• [Task directions] Every line holding the string "instance" should be copied from the listing.

• [Records to use]
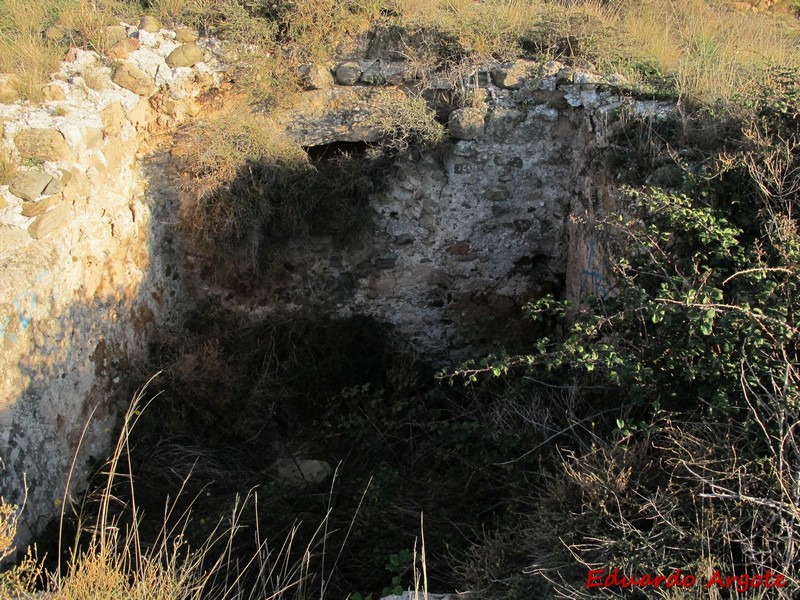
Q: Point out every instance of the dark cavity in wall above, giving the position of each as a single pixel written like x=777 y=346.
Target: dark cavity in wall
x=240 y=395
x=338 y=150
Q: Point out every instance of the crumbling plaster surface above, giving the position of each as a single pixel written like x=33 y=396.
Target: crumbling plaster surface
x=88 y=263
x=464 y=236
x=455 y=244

• [Solution for this task]
Q: Point out every instance of the dark cavity in wall above, giving the position of each as a single pixel written like x=777 y=346.
Q: Point out every instance of the crumbling plaster surface above, giving the position of each as a single pixel written like x=33 y=396.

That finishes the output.